# Excerpted passage:
########

The truth about road trips

roadtrip
Road to Everywhere. Cruising our way through the cloudy Splügen Pass, a mountain border made nearly invisible by the misty weather that day.

We’ve been offline for a week: Drove through 4 countries in one day, wandered through legendary castles, forests and sped through heart-stopping autobahns…celebrated the great-grandfather’s 87th, visited a UNESCO Heritage City, hunted for Steinpilz and ate half a roasted duck, got hooked on Leberknödelsüppe, had our very own Oktoberfest with an accordion player. Drank even more.

Taught my kids that seasons change, and so does the view in different countries, the cultures, the schnapps, the language, the weather—but never the need to say thank-you.

We passed over the Alpine range twice and stopped to smell the bright yellow flowers at the top.

Splügen

Here, we took a break from the 8 hour drive to enjoy the sunlight atop Splügenpass, the mountain border which divides Italy and Switzerland. Going there was a drive through thick fog and rainy weather.

Truth be told, I was scared to venture on the invisible path which climbed higher into the clouds, but still I trusted my husband’s good driving skills. The return trip a week later was much easier—sunshine and bright green illuminating the now-visible zig-zag path, making it more of a joyride.

In a way, I loved the fact that we were disconnected (from the internet), and free to just enjoy each other. With no social media access, there was no news from other continents, no updates to share, no other lives to compare with, but the joy of our own special moments, and our fun-loving kids.

########

# Provided data:
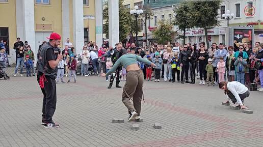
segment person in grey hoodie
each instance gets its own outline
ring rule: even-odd
[[[234,65],[236,73],[236,80],[245,84],[245,66],[247,64],[245,59],[243,58],[243,53],[240,52],[239,57],[235,60]]]

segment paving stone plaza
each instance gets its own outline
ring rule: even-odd
[[[258,91],[245,99],[253,111],[247,114],[221,105],[225,96],[218,86],[145,81],[143,122],[127,122],[122,89],[108,89],[101,77],[77,76],[76,83],[57,84],[53,119],[60,127],[45,129],[36,77],[11,78],[0,80],[0,146],[263,146]],[[135,124],[139,130],[132,129]]]

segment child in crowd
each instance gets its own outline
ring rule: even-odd
[[[107,58],[107,62],[106,62],[106,73],[112,68],[113,65],[111,58]],[[106,77],[106,81],[109,81],[109,76]]]
[[[217,63],[217,71],[219,76],[219,82],[225,81],[225,65],[224,57],[223,56],[220,57],[220,61]]]
[[[214,71],[213,66],[212,64],[212,59],[209,58],[208,59],[208,64],[206,65],[205,67],[205,70],[207,71],[206,73],[206,81],[207,82],[207,86],[209,86],[209,81],[211,79],[211,84],[214,86]]]
[[[178,52],[174,52],[174,54],[171,61],[172,64],[172,76],[173,79],[172,82],[175,81],[175,73],[176,73],[177,76],[177,82],[180,82],[180,64],[179,63],[179,56]]]
[[[29,55],[25,56],[25,60],[24,61],[24,66],[27,70],[27,76],[31,76],[31,70],[33,66],[33,61],[29,59]]]
[[[57,75],[57,82],[59,83],[60,79],[61,79],[61,82],[65,83],[63,80],[64,76],[64,66],[65,65],[65,61],[64,59],[60,61],[58,65],[58,74]]]
[[[66,61],[65,61],[65,67],[66,67],[65,75],[66,75],[66,77],[67,77],[68,75],[69,69],[68,69],[68,63],[69,62],[70,59],[70,57],[69,57],[69,55],[67,55],[67,57],[66,58]]]
[[[235,59],[234,65],[235,66],[236,80],[245,84],[245,67],[247,65],[247,61],[243,59],[243,52],[240,52],[238,58]]]
[[[70,79],[73,76],[74,77],[74,81],[76,82],[76,60],[74,58],[74,55],[71,54],[69,56],[71,59],[69,60],[68,63],[68,67],[69,69],[68,81],[67,83],[70,82]]]
[[[161,69],[162,68],[162,63],[163,63],[163,60],[159,56],[160,53],[159,52],[155,52],[155,57],[152,60],[152,62],[155,64],[156,66],[154,67],[155,80],[155,82],[160,81],[160,74]]]
[[[234,81],[234,60],[233,57],[234,54],[233,53],[233,49],[229,48],[228,49],[229,55],[226,57],[226,67],[227,71],[228,72],[228,80],[229,81]]]
[[[126,69],[122,67],[122,69],[121,70],[121,81],[124,80],[126,81],[126,74],[127,74],[127,72],[126,71]]]
[[[85,50],[81,58],[82,60],[81,67],[83,68],[81,73],[82,76],[89,76],[88,70],[89,70],[89,61],[90,60],[90,53],[88,50]]]
[[[146,56],[147,60],[151,61],[151,56],[150,55],[147,55]],[[148,81],[151,80],[151,67],[150,65],[145,65],[146,67],[146,80]]]

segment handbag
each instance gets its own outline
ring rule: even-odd
[[[168,60],[167,60],[167,59],[164,59],[164,58],[163,60],[163,63],[164,63],[164,64],[167,64],[168,62]]]
[[[256,61],[256,63],[255,63],[254,67],[257,69],[260,69],[262,67],[262,63],[260,62],[260,61]]]

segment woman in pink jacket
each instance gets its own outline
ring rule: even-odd
[[[217,63],[217,71],[219,76],[219,82],[225,81],[225,63],[224,61],[224,57],[220,57],[220,62]]]

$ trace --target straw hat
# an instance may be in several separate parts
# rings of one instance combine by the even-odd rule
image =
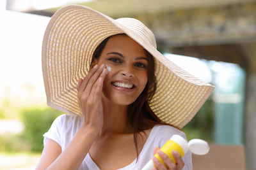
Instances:
[[[214,87],[158,52],[153,33],[141,22],[129,18],[114,20],[78,5],[59,10],[45,31],[42,68],[48,105],[69,114],[81,115],[77,97],[78,80],[89,73],[97,46],[106,38],[121,33],[132,38],[155,58],[157,84],[149,103],[151,109],[164,122],[184,127]]]

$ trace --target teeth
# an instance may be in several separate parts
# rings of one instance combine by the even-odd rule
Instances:
[[[129,84],[125,84],[123,83],[119,83],[119,82],[115,82],[113,83],[113,85],[116,86],[116,87],[120,87],[123,88],[126,88],[126,89],[132,89],[132,85],[129,85]]]

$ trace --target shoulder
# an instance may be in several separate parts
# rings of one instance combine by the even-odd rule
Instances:
[[[178,134],[187,140],[186,134],[182,131],[168,125],[156,125],[150,133],[151,138],[155,142],[158,143],[159,146],[162,146],[174,134]]]
[[[52,124],[63,129],[78,128],[82,124],[81,116],[64,114],[57,117]]]

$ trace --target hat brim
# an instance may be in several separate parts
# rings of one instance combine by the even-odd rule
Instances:
[[[42,46],[42,69],[47,104],[81,115],[78,80],[90,71],[93,53],[106,38],[125,33],[156,60],[157,90],[149,106],[166,123],[179,128],[195,115],[214,87],[189,74],[163,55],[141,35],[89,8],[71,5],[51,18]]]

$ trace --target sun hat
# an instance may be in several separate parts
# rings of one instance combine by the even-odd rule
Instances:
[[[92,57],[106,38],[125,33],[155,59],[157,89],[149,106],[163,122],[182,128],[195,115],[214,87],[185,71],[156,49],[153,33],[140,21],[114,20],[89,8],[70,5],[52,17],[42,45],[42,70],[49,106],[81,115],[78,80],[90,71]]]

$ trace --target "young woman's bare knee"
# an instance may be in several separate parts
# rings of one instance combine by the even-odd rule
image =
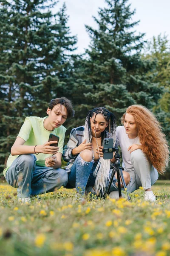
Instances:
[[[91,150],[88,149],[85,149],[82,151],[80,154],[80,156],[85,162],[91,162],[93,159],[93,153]]]

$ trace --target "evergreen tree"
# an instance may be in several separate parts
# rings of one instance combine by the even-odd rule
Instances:
[[[170,47],[167,36],[159,35],[157,38],[153,37],[147,44],[144,58],[156,61],[152,81],[164,88],[164,93],[153,111],[162,125],[170,146]],[[150,75],[149,72],[147,76]],[[170,169],[167,177],[169,176],[170,173]]]
[[[144,34],[136,35],[132,22],[134,11],[128,0],[106,0],[94,17],[97,29],[86,26],[91,38],[88,58],[80,76],[91,90],[85,93],[87,103],[104,105],[118,119],[129,105],[141,104],[151,108],[160,97],[162,88],[146,76],[154,62],[142,58]]]
[[[56,4],[52,0],[1,1],[1,170],[25,117],[44,116],[52,98],[70,94],[76,39],[67,25],[65,5],[52,14]]]

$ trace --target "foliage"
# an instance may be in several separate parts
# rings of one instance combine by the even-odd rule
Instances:
[[[98,28],[86,26],[90,49],[78,70],[90,107],[105,106],[116,113],[119,123],[127,106],[137,103],[151,108],[162,90],[146,76],[155,63],[142,58],[144,34],[135,33],[139,21],[131,21],[135,11],[128,2],[106,0],[107,6],[99,9],[99,18],[94,17]]]
[[[82,203],[74,189],[62,188],[23,204],[14,195],[16,189],[0,185],[1,255],[167,256],[170,188],[153,188],[155,203],[143,201],[142,188],[131,195],[130,202]]]

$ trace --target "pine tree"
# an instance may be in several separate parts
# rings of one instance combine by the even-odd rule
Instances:
[[[156,83],[159,87],[164,88],[164,93],[159,100],[158,105],[153,108],[154,113],[162,126],[164,132],[170,146],[170,47],[167,36],[159,35],[157,38],[153,37],[148,43],[144,58],[146,60],[156,61],[156,65],[153,70],[155,75],[152,81]],[[150,76],[149,72],[147,76]],[[170,178],[170,169],[166,174]]]
[[[1,167],[25,117],[44,116],[51,99],[69,95],[69,71],[76,39],[67,25],[65,5],[52,14],[56,3],[1,1]]]
[[[105,106],[119,119],[130,105],[153,108],[162,89],[146,75],[154,62],[142,58],[144,34],[134,31],[139,21],[131,21],[135,11],[128,0],[105,1],[107,7],[99,9],[99,18],[94,17],[98,28],[86,26],[91,41],[88,57],[82,61],[81,78],[90,88],[85,93],[87,102]]]

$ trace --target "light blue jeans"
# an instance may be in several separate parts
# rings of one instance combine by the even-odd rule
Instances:
[[[130,181],[127,186],[129,193],[138,189],[139,186],[144,189],[150,188],[158,179],[157,170],[149,162],[141,149],[132,152],[130,160],[134,169],[128,172],[130,176]],[[124,169],[127,171],[125,168]]]
[[[68,173],[68,187],[69,187],[69,185],[71,185],[73,188],[76,188],[78,193],[83,195],[86,187],[94,186],[96,177],[93,175],[93,172],[97,163],[97,162],[95,162],[93,160],[91,162],[86,162],[79,155],[71,167],[71,171]],[[110,170],[109,175],[110,177],[111,173],[112,170]],[[114,177],[110,192],[117,190],[117,187],[115,185],[116,181],[117,179]],[[106,190],[109,183],[109,180],[108,180],[106,182]]]
[[[20,155],[6,173],[8,183],[18,188],[18,197],[51,192],[67,183],[68,175],[65,170],[37,166],[36,160],[33,154]]]

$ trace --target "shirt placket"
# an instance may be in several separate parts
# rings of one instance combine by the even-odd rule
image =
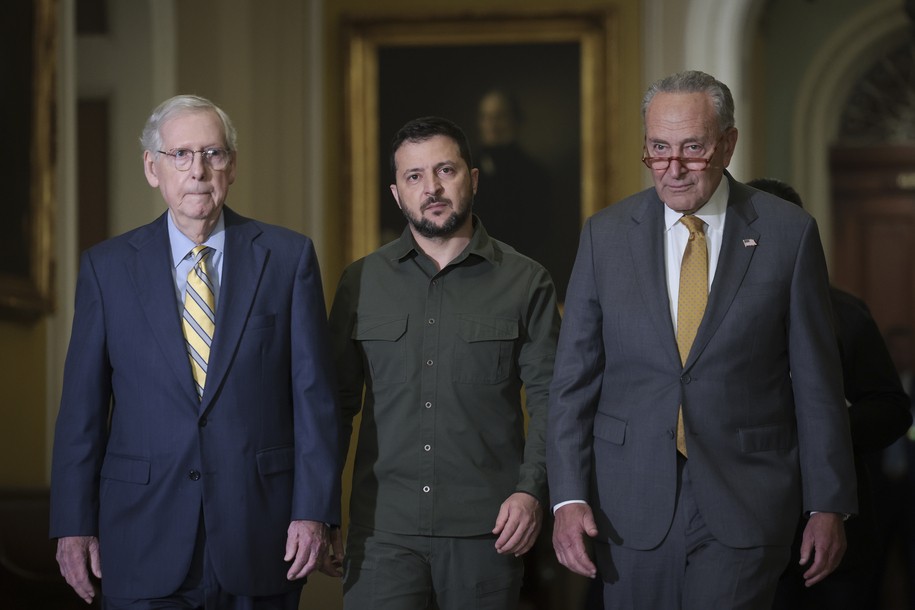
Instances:
[[[422,373],[420,374],[420,511],[419,529],[432,533],[435,511],[435,411],[437,404],[439,356],[441,348],[440,316],[444,279],[429,280],[423,318]]]

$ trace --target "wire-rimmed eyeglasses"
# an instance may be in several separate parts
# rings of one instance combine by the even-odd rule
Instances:
[[[191,150],[189,148],[173,148],[166,152],[157,150],[156,152],[167,155],[175,162],[175,169],[180,172],[186,172],[194,164],[194,155],[199,154],[204,163],[216,171],[222,171],[229,164],[232,158],[232,152],[225,148],[204,148],[202,150]]]
[[[715,151],[718,150],[718,146],[721,144],[721,140],[724,139],[725,135],[727,135],[727,131],[721,134],[721,137],[715,142],[715,146],[712,147],[712,152],[708,157],[649,157],[648,149],[643,149],[642,163],[644,163],[645,167],[648,169],[660,171],[670,167],[671,161],[677,161],[691,172],[704,171],[708,169],[709,164],[712,162],[712,157],[715,156]]]

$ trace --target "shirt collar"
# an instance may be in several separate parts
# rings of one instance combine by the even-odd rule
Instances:
[[[712,193],[709,200],[694,214],[697,218],[705,221],[711,229],[721,231],[724,228],[724,217],[728,210],[728,196],[731,192],[730,181],[727,176],[721,177],[718,188]],[[680,222],[682,212],[671,210],[664,206],[664,225],[669,231],[671,227]]]
[[[170,212],[166,212],[165,217],[168,222],[168,241],[172,247],[172,265],[177,268],[178,263],[184,260],[188,252],[193,250],[194,246],[197,244],[191,241],[187,235],[182,233],[178,227],[175,226],[175,222],[172,220]],[[225,252],[226,221],[223,217],[222,210],[219,211],[219,218],[216,219],[216,226],[213,227],[213,232],[210,233],[210,236],[207,237],[207,240],[203,243],[217,252]]]

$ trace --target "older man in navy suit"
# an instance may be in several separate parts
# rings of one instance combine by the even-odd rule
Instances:
[[[812,584],[857,510],[819,235],[725,172],[724,84],[677,74],[642,109],[655,188],[587,221],[565,301],[553,543],[563,565],[600,574],[608,610],[767,609],[797,516]]]
[[[339,523],[314,248],[224,206],[235,140],[208,100],[163,102],[141,141],[168,210],[81,258],[51,536],[106,608],[293,610]]]

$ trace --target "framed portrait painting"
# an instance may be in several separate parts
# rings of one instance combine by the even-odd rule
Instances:
[[[474,213],[541,262],[561,299],[581,223],[605,203],[614,23],[607,12],[347,22],[348,256],[403,231],[391,139],[442,116],[471,143]]]
[[[24,8],[24,10],[23,10]],[[55,0],[17,0],[0,20],[0,96],[8,140],[0,223],[0,311],[35,318],[51,310],[54,195]]]

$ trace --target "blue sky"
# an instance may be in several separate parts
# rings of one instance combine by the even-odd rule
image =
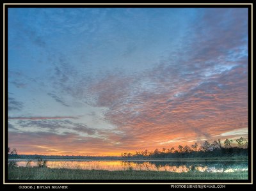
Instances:
[[[9,8],[8,40],[8,141],[20,153],[247,136],[245,8]]]

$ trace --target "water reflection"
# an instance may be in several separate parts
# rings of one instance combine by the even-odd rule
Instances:
[[[28,160],[17,160],[20,167],[28,166]],[[36,166],[37,161],[31,160],[29,165]],[[154,161],[84,161],[84,160],[48,160],[49,168],[108,171],[154,171],[175,172],[187,172],[191,171],[209,172],[232,172],[248,171],[247,162],[186,162]]]

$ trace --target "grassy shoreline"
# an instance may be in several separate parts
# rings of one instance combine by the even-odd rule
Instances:
[[[10,180],[248,180],[248,171],[172,172],[166,171],[81,170],[8,167]]]

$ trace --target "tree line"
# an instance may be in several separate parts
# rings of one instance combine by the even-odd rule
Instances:
[[[171,148],[163,148],[162,150],[156,149],[154,151],[147,149],[135,153],[122,153],[120,157],[123,158],[177,158],[177,157],[216,157],[218,155],[221,156],[247,156],[248,142],[243,137],[236,139],[237,146],[232,147],[232,139],[227,139],[223,145],[219,139],[213,141],[211,144],[205,141],[200,146],[196,142],[194,144],[182,146],[179,145],[177,149],[174,147]]]

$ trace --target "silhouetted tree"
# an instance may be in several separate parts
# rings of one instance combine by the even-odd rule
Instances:
[[[181,145],[178,146],[179,152],[182,153],[183,152],[183,146]]]
[[[247,141],[243,137],[236,139],[236,141],[237,142],[239,146],[243,146],[247,144]]]
[[[228,139],[227,139],[226,140],[225,140],[224,141],[224,145],[225,147],[227,148],[230,148],[230,143],[232,142],[233,141],[232,139],[228,140]]]
[[[183,151],[184,153],[190,153],[191,151],[191,149],[188,145],[186,145],[183,148]]]
[[[154,155],[158,155],[159,153],[160,153],[160,152],[159,152],[159,151],[157,149],[156,149],[154,151]]]
[[[11,151],[11,155],[17,155],[17,149],[15,148],[13,148],[12,151]]]
[[[205,141],[201,146],[201,148],[203,151],[207,151],[210,146],[211,146],[210,143],[208,141]]]
[[[195,144],[191,145],[191,148],[192,148],[193,150],[195,151],[196,151],[198,146],[198,145],[196,142],[195,143]]]

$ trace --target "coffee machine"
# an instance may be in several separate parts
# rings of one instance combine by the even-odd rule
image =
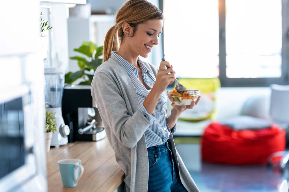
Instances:
[[[68,85],[64,88],[62,102],[64,122],[70,133],[68,141],[97,141],[106,136],[90,85]]]

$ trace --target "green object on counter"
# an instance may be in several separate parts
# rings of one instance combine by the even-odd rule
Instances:
[[[55,119],[55,113],[51,111],[47,111],[45,110],[46,117],[46,132],[52,132],[54,133],[57,130],[57,125]]]
[[[74,49],[75,51],[82,53],[85,56],[70,58],[71,59],[77,60],[80,70],[74,73],[69,72],[66,74],[65,83],[71,83],[81,78],[83,81],[79,85],[91,85],[94,72],[97,67],[102,63],[102,59],[99,57],[103,54],[103,46],[98,47],[91,41],[84,41],[82,45],[78,48]]]

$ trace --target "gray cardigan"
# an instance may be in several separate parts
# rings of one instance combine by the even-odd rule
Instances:
[[[143,63],[156,77],[156,67]],[[98,67],[91,84],[91,95],[116,159],[125,174],[124,191],[147,192],[149,162],[144,133],[151,123],[138,110],[134,85],[124,67],[113,56]],[[167,124],[167,128],[170,131]],[[170,141],[182,183],[188,191],[199,191],[177,151],[171,133]]]

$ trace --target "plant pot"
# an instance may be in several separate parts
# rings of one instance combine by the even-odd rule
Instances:
[[[51,143],[51,138],[52,138],[52,132],[46,133],[46,152],[49,151],[50,150],[50,143]]]

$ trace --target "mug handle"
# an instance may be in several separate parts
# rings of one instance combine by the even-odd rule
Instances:
[[[79,174],[79,176],[78,177],[78,178],[77,178],[77,179],[76,179],[76,176],[74,176],[74,185],[76,185],[77,182],[78,182],[79,180],[79,179],[81,177],[81,176],[82,176],[82,174],[83,174],[83,172],[84,170],[84,169],[83,168],[83,166],[82,166],[81,165],[75,165],[75,169],[76,170],[77,169],[77,168],[79,167],[79,168],[80,169],[80,173]]]

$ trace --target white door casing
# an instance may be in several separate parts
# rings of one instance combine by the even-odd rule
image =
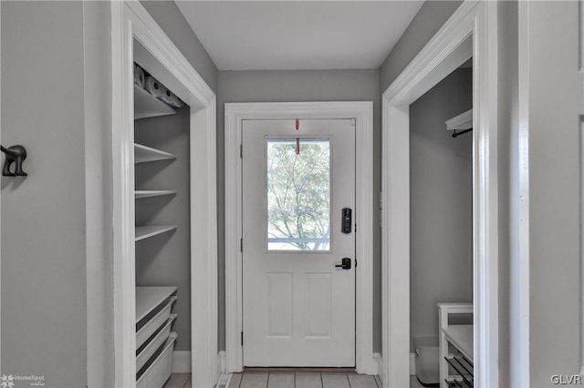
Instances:
[[[356,118],[356,369],[376,374],[373,357],[373,105],[370,101],[225,104],[225,369],[241,372],[242,122],[245,119]]]
[[[244,364],[352,367],[355,120],[297,127],[243,123]]]

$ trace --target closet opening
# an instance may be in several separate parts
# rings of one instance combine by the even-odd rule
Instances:
[[[115,386],[214,386],[216,97],[140,2],[111,30]]]
[[[412,387],[473,387],[473,59],[410,105]]]
[[[191,352],[191,108],[137,63],[133,90],[136,381],[158,387]]]

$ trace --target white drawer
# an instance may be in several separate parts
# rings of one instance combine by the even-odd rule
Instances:
[[[176,332],[171,333],[162,352],[136,382],[136,388],[162,388],[172,373],[172,350],[176,337],[178,337]]]
[[[172,314],[167,320],[166,323],[162,327],[158,334],[146,345],[142,351],[136,356],[136,371],[140,371],[142,366],[146,364],[146,362],[156,352],[156,351],[162,346],[164,342],[171,334],[171,326],[172,322],[176,318],[176,314]]]
[[[172,303],[176,301],[176,296],[173,296],[170,299],[167,304],[156,313],[144,326],[142,326],[136,332],[136,349],[140,349],[141,345],[144,344],[146,340],[150,338],[151,335],[154,333],[161,326],[168,321],[168,317],[171,315],[171,309],[172,308]]]

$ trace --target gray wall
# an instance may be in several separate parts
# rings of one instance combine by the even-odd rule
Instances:
[[[140,3],[156,20],[172,43],[191,62],[193,67],[217,93],[217,66],[173,1],[141,0]]]
[[[177,230],[136,243],[136,285],[177,286],[172,310],[178,317],[176,351],[191,350],[190,107],[176,115],[143,118],[134,124],[139,144],[177,156],[176,160],[136,166],[136,189],[176,190],[176,196],[136,201],[136,225],[176,225]]]
[[[380,69],[381,90],[385,91],[412,59],[423,48],[461,1],[426,1],[393,46]]]
[[[29,174],[1,180],[2,373],[44,375],[47,387],[81,387],[87,383],[83,5],[1,6],[2,143],[26,147]]]
[[[473,135],[453,138],[444,124],[472,107],[471,68],[410,106],[412,338],[438,335],[436,303],[473,301]]]
[[[373,101],[373,214],[381,189],[381,113],[378,70],[294,70],[219,72],[217,100],[217,182],[219,209],[219,349],[224,340],[224,103],[278,101]],[[381,235],[373,226],[373,311],[375,352],[381,343]]]
[[[519,6],[529,16],[519,42],[529,87],[519,91],[529,120],[530,385],[551,386],[552,374],[581,365],[581,21],[577,2]]]

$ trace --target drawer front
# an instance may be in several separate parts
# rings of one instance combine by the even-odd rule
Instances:
[[[164,344],[166,340],[169,338],[171,334],[171,326],[172,325],[172,322],[176,318],[176,315],[171,315],[171,317],[162,327],[158,334],[146,345],[142,351],[138,353],[136,356],[136,371],[140,371],[145,364],[148,360],[156,352],[156,351]]]
[[[140,349],[141,345],[146,342],[151,335],[152,335],[158,329],[161,328],[167,321],[171,315],[171,309],[172,308],[172,303],[176,301],[176,297],[173,296],[167,302],[167,304],[158,311],[156,315],[152,317],[151,320],[148,322],[144,326],[142,326],[138,332],[136,332],[136,349]]]
[[[162,352],[136,382],[136,388],[162,388],[172,373],[172,351],[178,334],[172,332]]]

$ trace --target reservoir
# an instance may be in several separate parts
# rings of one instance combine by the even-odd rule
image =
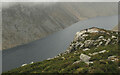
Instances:
[[[96,17],[79,21],[70,27],[55,32],[29,44],[2,51],[2,70],[8,71],[22,64],[38,62],[64,52],[73,40],[75,33],[90,27],[112,29],[118,25],[118,16]]]

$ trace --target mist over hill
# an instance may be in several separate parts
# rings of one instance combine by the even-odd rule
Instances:
[[[43,38],[81,20],[117,14],[117,3],[29,2],[9,5],[2,9],[3,49]]]

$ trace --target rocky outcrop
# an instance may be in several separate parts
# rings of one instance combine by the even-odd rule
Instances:
[[[107,35],[107,37],[104,37],[103,35]],[[110,35],[109,31],[92,27],[77,32],[74,37],[74,40],[71,42],[70,46],[68,47],[67,52],[70,53],[72,51],[76,51],[80,49],[82,49],[83,51],[87,51],[90,50],[91,47],[99,47],[99,46],[107,46],[109,44],[115,44],[118,42],[117,39],[118,37],[115,35]],[[97,53],[94,53],[93,55],[96,54]]]
[[[3,49],[38,40],[81,20],[117,14],[116,3],[7,3],[2,3],[8,5],[2,9]]]

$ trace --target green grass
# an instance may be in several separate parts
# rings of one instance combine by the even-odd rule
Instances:
[[[111,33],[115,35],[115,33]],[[87,39],[97,39],[99,36],[104,36],[105,38],[109,38],[112,35],[104,35],[104,34],[90,34]],[[120,39],[119,39],[120,40]],[[114,40],[113,40],[114,41]],[[112,41],[112,42],[113,42]],[[120,73],[120,60],[119,61],[109,61],[107,58],[109,56],[115,55],[120,59],[120,43],[109,44],[107,46],[101,45],[96,48],[96,46],[90,47],[89,51],[82,51],[82,49],[65,54],[63,56],[59,56],[58,58],[54,58],[51,60],[44,60],[41,62],[37,62],[34,64],[28,64],[24,67],[19,67],[16,69],[12,69],[6,73]],[[96,48],[96,49],[95,49]],[[80,62],[78,64],[73,64],[75,61],[80,60],[80,54],[89,54],[94,52],[99,52],[102,50],[106,50],[107,52],[97,54],[91,56],[90,61],[93,61],[93,64],[87,65],[84,62]],[[64,57],[65,59],[63,59]],[[101,61],[100,61],[101,60]]]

########

# To be done:
(1) In the road trip post, which two countries does the Splügen Pass divide?
(2) Reproduce the road trip post between "In a way, I" and "our fun-loving kids.", inclusive, switching "social media" to "email".
(3) Resume the road trip post, picking up right after its final sentence.
The listing has no connection to the road trip post.

# Results:
(1) Italy and Switzerland.

(2)
In a way, I loved the fact that we were disconnected (from the internet), and free to just enjoy each other. With no email access, there was no news from other continents, no updates to share, no other lives to compare with, but the joy of our own special moments, and our fun-loving kids.

(3)
Time for hugs at "Mittelpunkt", the exact middle point of Germany
Time for hugs at “Mittelpunkt”, the exact middle point of Germany

In the car, of course the husband and I bickered (8 hours a day is a long way to drive!)…but we also made up, played Who Am I games, read novels (me reading aloud because it was less scary to look down at the book than through the windshield while racing down the autobahn…) and listened to really corny music on the radio.

wandern
I’m addicted to mushroom hunting! So are the kids 😉 In search of steinpilz (funghi porcini) behind an old castle in Germany.

And the truth about long-distance road trips with family is that they do test your parenting patience, your marriage, your endurance and tolerance. They leave you with those rugged memories of both adventures and misadventures.

on the road again
Leaving Switzerland. After a week of being on the road, still all smiles. And what gorgeous weather we were welcomed back to in Italy!

Travel is EXHAUSTING when you’re a mom—but I am grateful for the chance to show my kids that the world expands, and home is where the LOVE is—wherever we may camp.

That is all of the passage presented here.